── TEXTE DU DOCUMENT

«Mai 68» désigne bien plus que la période de mai-juin 1968 où une révolte de la jeunesse étudiante gagna toute la France, avec des manifestations et grèves auxquelles participèrent des centaines de milliers de gens. Le nom évoque aussi des changements sociaux et culturels qui se sont passés à travers le globe ; il est devenu le symbole d’une évolution fondamentale de la société et de ses valeurs, voire même un mythe moderne.
Le Forum Z débuta par une conférence sur la musique de la génération 68, présentée par Hans Reul, responsable de la programmation musicale de la BRF à Eupen. À l’aide d’extraits sonores, il fit revivre cette époque à travers des classiques de Joan Baez, Bob Dylan, Jimi Hendrix, MC5, des Beatles et Rolling Stones et de chansonniers tels Renaud ou Claude Nougaro pour la France et Franz Josef Degenhardt pour l’Allemagne.
Une table-ronde, modérée par le Prof. Dr Andreas Fickers, directeur du C²DH, réunit ensuite Robert Bohnert, le Prof. Dr Dietmar Hüser, le Dr. Frédéric Krier, Richard Legay, Berthe Lutgen, Marie-Flore Weber et Florence Weimerskirch. Des témoins de la génération 68, à l’époque élèves, étudiants ou professeurs-stagiaires qui purent livrer leurs témoignages et souvenirs pour entrer en dialogue avec des historiens et chercheurs issus d’une génération plus jeune.

────
── DONNÉES

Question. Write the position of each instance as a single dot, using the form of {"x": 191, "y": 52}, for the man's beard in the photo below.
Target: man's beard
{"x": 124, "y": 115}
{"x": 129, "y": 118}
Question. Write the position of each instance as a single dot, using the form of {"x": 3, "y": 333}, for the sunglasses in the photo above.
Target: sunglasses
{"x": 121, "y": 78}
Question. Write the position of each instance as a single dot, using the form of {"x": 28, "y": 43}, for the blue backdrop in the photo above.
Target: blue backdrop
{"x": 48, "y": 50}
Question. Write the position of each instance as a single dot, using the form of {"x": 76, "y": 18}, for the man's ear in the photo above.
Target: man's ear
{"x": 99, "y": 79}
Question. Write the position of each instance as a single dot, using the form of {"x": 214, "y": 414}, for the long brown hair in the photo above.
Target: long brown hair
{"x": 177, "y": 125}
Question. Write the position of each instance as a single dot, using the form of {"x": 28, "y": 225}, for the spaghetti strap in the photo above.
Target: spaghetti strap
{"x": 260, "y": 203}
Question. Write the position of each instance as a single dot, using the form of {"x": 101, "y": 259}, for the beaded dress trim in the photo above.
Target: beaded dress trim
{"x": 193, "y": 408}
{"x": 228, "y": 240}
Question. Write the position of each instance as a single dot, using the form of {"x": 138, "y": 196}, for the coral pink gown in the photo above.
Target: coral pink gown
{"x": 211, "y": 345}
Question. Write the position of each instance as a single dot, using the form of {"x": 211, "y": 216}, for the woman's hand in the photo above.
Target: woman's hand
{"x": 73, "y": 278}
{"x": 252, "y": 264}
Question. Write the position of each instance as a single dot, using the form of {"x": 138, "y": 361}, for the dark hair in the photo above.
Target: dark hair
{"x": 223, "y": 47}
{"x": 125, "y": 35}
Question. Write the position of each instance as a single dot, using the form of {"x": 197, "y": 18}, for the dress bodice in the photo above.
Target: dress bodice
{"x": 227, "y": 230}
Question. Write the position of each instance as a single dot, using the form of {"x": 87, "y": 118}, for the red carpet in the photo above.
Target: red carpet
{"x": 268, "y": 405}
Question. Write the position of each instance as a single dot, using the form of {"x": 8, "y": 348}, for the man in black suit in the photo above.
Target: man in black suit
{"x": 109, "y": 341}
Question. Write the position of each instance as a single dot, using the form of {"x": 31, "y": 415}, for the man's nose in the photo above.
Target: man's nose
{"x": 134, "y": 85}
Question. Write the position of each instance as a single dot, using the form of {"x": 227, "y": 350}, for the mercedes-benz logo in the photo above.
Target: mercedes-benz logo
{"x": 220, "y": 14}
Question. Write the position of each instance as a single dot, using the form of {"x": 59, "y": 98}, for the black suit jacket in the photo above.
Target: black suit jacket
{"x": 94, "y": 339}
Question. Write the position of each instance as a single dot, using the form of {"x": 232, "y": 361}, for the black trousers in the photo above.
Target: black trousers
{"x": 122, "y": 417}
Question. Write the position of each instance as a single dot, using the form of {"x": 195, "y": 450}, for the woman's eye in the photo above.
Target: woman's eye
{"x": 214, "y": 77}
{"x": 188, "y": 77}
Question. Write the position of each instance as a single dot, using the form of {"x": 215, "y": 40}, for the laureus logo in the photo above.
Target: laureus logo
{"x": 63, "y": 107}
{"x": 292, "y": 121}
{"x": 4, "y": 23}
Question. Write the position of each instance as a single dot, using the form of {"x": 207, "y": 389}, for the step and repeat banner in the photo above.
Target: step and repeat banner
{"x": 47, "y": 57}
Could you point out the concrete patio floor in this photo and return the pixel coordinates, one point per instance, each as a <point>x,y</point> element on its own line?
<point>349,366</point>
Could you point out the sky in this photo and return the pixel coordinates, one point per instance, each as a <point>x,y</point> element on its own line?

────

■ **VOTRE TÂCHE**
Dans le texte sur Mai 68 ci-dessus, relevez toutes les personnes réunies par la table-ronde, sans compter son modérateur.

■ **VOTRE RÉPONSE**
- Robert Bohnert
- Prof. Dr Dietmar Hüser
- Dr. Frédéric Krier
- Richard Legay
- Berthe Lutgen
- Marie-Flore Weber
- Florence Weimerskirch